## Extracted records
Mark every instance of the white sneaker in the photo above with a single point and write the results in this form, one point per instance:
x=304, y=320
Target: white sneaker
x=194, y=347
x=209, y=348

## Task objective
Please copy all of the data above exactly.

## Response to this exercise
Mark every instance of the white sneaker in the photo above with a single point and write the results in this form, one point per instance:
x=304, y=320
Target: white sneaker
x=194, y=347
x=209, y=348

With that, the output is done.